Select every line in the rows below that contains the string "yellow", and copy each one. Case counts.

— Materials provided —
--- START ---
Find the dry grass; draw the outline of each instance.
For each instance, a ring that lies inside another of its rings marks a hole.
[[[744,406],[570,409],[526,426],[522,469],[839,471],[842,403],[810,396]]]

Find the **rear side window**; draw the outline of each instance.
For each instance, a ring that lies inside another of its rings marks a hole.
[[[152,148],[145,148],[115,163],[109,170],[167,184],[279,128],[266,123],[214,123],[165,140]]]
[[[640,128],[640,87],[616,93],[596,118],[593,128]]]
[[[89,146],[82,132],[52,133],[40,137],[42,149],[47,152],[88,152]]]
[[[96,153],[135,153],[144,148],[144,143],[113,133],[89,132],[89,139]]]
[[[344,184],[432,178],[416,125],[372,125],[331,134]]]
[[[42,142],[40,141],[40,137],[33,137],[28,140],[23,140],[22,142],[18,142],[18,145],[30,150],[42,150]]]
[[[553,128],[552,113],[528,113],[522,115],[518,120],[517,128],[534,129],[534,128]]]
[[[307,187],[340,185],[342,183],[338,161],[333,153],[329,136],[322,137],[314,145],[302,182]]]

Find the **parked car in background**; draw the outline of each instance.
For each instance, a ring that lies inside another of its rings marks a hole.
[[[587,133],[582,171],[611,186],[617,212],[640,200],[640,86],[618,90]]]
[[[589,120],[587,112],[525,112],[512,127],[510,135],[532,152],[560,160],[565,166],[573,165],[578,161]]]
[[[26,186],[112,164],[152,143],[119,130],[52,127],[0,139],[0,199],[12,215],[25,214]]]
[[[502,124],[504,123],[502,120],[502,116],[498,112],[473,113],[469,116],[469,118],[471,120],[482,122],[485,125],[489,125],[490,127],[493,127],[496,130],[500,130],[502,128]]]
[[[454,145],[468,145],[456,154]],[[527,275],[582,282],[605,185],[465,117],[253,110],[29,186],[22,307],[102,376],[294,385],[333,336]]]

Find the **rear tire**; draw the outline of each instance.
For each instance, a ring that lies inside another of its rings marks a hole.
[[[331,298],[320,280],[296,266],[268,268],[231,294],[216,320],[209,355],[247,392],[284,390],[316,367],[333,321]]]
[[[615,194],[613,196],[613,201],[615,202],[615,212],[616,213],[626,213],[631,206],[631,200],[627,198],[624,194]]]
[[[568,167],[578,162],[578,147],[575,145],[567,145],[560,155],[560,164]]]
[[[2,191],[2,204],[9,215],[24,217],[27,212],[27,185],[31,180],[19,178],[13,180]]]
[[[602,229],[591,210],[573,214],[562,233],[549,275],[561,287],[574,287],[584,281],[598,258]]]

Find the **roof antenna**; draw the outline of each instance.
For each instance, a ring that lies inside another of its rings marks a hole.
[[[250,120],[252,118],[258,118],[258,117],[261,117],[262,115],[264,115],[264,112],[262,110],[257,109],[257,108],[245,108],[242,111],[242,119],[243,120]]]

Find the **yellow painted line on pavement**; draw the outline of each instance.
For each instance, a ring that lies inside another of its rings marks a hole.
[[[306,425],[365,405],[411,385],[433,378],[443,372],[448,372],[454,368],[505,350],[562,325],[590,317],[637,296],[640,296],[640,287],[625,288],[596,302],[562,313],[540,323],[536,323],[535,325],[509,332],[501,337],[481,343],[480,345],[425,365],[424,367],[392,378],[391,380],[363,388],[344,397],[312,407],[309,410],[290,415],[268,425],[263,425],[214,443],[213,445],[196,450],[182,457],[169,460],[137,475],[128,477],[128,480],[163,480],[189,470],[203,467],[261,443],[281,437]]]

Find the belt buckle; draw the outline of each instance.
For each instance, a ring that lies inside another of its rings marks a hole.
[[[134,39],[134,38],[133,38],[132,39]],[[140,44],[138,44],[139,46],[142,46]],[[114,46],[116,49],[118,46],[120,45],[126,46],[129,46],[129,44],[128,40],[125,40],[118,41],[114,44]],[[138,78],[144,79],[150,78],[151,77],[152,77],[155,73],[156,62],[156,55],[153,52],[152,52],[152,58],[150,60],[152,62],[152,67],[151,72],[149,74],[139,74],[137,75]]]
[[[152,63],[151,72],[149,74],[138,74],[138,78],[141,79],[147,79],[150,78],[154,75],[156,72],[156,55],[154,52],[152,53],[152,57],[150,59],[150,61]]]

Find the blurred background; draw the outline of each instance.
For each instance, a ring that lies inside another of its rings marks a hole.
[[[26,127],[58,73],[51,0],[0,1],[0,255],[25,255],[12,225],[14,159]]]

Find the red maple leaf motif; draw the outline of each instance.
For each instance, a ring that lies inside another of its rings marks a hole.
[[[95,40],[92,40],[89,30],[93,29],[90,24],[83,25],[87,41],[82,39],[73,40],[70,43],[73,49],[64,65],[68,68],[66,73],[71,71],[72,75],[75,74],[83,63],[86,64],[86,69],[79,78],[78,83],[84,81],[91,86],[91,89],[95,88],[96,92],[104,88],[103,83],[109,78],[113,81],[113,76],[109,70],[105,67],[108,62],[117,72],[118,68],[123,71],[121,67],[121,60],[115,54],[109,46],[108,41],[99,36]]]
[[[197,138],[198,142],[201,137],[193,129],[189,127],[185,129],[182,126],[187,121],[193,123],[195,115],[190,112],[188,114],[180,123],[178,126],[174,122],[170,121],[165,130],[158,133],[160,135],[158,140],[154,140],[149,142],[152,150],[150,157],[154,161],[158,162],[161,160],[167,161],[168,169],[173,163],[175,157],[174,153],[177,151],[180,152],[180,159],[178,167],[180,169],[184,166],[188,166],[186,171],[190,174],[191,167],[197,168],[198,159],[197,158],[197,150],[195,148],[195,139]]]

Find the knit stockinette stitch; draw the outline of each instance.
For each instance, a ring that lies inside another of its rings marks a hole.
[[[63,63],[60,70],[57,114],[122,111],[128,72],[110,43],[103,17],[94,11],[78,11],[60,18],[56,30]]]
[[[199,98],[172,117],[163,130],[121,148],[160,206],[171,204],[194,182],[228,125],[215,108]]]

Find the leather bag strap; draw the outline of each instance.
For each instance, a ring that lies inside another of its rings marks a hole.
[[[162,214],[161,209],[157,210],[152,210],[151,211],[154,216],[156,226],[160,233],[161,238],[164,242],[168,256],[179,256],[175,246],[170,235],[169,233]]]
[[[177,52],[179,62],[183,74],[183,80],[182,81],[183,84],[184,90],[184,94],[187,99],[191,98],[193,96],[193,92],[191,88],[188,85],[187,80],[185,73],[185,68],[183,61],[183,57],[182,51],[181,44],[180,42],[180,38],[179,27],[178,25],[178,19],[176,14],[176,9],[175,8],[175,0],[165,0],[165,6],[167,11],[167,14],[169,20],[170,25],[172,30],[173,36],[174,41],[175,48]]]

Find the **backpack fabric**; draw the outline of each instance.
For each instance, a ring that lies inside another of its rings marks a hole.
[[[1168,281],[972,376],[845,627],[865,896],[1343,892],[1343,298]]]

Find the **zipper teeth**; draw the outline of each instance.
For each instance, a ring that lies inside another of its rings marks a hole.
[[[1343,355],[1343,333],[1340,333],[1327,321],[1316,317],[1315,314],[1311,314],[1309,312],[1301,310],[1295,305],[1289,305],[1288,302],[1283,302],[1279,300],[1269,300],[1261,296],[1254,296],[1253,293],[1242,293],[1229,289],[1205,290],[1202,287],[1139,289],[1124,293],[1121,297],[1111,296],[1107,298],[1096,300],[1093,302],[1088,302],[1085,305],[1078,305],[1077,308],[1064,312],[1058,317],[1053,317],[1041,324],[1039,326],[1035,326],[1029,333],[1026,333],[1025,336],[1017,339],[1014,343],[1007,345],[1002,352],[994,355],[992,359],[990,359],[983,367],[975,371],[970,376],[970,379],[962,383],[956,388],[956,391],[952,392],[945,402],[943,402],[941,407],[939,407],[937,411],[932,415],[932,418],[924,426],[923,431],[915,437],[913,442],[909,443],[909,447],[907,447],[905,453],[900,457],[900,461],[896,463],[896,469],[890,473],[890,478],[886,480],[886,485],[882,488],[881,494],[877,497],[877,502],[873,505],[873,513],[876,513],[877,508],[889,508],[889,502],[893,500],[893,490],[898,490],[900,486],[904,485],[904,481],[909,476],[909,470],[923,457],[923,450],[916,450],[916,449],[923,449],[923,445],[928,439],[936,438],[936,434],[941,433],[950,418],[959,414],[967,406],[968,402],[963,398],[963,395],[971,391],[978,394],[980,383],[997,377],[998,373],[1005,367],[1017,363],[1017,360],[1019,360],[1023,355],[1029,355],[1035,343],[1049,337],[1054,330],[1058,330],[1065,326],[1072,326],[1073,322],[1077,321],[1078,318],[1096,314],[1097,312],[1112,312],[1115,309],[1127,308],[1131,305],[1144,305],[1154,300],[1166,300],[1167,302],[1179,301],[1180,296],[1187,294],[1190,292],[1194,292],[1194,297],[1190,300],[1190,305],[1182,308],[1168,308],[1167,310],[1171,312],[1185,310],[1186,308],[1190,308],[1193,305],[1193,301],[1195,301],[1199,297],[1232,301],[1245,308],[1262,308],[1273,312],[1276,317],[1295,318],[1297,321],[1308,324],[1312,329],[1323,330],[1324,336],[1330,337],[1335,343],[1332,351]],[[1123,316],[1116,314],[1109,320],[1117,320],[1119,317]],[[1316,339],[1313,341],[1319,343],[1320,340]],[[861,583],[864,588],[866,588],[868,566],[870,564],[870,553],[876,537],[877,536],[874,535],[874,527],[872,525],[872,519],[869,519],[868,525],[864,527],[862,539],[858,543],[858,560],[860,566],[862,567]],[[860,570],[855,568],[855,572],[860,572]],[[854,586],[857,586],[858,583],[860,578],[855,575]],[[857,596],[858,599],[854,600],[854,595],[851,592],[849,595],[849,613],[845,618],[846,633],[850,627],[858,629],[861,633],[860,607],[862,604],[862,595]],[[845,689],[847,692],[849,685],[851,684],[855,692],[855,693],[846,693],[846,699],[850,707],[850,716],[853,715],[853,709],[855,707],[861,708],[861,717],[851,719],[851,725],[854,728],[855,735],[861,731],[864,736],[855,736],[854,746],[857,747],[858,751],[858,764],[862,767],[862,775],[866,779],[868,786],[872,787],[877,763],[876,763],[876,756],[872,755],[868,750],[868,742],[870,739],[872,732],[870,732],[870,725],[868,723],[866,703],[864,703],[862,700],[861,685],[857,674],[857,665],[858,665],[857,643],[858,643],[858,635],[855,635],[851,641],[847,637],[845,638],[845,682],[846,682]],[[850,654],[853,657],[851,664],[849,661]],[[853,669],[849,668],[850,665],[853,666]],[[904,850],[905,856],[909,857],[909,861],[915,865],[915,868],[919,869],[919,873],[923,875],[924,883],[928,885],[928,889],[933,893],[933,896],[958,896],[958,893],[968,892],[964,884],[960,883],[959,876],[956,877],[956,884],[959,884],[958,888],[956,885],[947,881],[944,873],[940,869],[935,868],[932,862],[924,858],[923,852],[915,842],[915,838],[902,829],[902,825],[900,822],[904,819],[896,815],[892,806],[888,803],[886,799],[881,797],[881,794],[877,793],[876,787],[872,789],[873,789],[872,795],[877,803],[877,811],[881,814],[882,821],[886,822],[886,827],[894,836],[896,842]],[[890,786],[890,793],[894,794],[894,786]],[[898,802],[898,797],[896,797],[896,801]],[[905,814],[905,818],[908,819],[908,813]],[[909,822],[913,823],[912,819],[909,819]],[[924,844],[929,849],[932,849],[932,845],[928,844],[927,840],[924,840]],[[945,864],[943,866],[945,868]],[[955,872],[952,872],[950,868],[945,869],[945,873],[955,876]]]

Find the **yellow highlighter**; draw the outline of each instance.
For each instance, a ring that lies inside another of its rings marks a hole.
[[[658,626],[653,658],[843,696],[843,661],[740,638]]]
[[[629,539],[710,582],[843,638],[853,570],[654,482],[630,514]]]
--- END ---
— Final result —
Find the **yellow painted line on pavement**; draw the outline of each instance.
Find the **yellow highlighter**; draw the outline of each instance.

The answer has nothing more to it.